Stated task.
Put every line of the items below into a JSON list of strings, one string per line. Skip blank lines and leave the pictures out.
══ Recorded information ══
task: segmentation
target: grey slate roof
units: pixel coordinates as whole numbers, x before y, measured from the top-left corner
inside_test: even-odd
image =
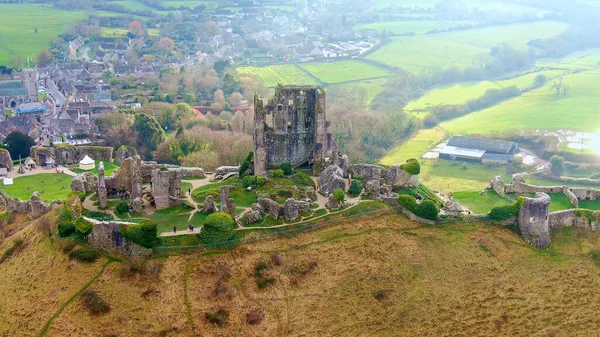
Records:
[[[517,144],[504,140],[454,136],[448,142],[448,146],[508,154],[516,149]]]

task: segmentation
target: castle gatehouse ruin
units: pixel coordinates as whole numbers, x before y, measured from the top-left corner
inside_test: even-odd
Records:
[[[337,152],[325,113],[325,90],[316,86],[278,86],[266,103],[254,98],[254,174],[284,163],[312,165],[313,174]]]

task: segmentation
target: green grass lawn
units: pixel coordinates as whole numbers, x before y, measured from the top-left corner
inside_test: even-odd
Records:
═══
Output below.
[
  "task: segmentation",
  "target: grey slate roof",
  "units: pixel coordinates as whole numbers, x before y, measured from the top-left corner",
  "inside_test: even-odd",
  "image =",
  "Records:",
  "[[[517,144],[504,140],[454,136],[448,142],[448,146],[508,154],[516,149]]]",
  "task: segmentation",
  "target: castle gatehouse ruin",
  "units: pixel coordinates as whole numbers, x before y, measured from the top-left corner",
  "inside_test: even-odd",
  "Records:",
  "[[[337,152],[325,113],[325,90],[316,86],[278,86],[266,103],[254,98],[254,174],[284,163],[312,165],[313,174]]]",
  "task: segmentation",
  "target: green grass lawn",
  "units: pixel coordinates as whole numbers, x before y, measured from the top-left corner",
  "inside_test: even-odd",
  "Records:"
]